▶ [GIVEN RECORDS]

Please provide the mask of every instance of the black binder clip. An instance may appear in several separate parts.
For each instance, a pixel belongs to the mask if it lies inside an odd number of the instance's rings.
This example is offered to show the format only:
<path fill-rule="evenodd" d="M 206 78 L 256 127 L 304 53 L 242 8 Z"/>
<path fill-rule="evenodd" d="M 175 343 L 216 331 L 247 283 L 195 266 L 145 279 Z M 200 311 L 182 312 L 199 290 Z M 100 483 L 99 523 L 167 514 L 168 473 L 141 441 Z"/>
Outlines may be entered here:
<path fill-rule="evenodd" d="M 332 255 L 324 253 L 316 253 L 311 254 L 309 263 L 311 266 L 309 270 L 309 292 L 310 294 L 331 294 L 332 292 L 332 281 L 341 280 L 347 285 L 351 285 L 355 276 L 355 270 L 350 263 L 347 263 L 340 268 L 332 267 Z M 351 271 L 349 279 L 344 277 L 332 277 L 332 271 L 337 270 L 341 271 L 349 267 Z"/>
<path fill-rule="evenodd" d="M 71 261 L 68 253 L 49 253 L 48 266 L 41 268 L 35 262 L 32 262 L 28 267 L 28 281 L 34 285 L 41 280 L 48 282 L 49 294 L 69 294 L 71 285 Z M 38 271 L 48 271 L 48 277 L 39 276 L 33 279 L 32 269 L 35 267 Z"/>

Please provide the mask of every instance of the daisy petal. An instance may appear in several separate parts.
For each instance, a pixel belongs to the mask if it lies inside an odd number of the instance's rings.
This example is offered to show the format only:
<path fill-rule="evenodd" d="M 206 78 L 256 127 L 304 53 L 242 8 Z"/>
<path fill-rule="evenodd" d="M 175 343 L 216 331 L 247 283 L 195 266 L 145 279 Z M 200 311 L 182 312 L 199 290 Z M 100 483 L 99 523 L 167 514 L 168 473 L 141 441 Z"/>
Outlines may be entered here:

▶ [WHAT IS REQUIRED] Copy out the part of the entries that opens with the line containing "Please provide the mask of every instance of the daisy" and closes with the last line of the entries, renaming "daisy petal" to "sunflower petal" and keeping everything else the same.

▶ [SOLUTION TO THIS EXERCISE]
Please provide the mask of every instance of the sunflower petal. An instance may appear in several separate parts.
For each instance, a pixel belongs to the mask if it lies inside an odd number of the instance's rings.
This example is offered to show the format only:
<path fill-rule="evenodd" d="M 206 78 L 256 127 L 304 53 L 242 8 Z"/>
<path fill-rule="evenodd" d="M 175 343 L 216 331 L 247 283 L 195 266 L 145 279 Z M 200 311 L 182 312 L 199 290 Z M 100 483 L 99 523 L 167 514 L 168 473 L 141 441 Z"/>
Outlines may be entered here:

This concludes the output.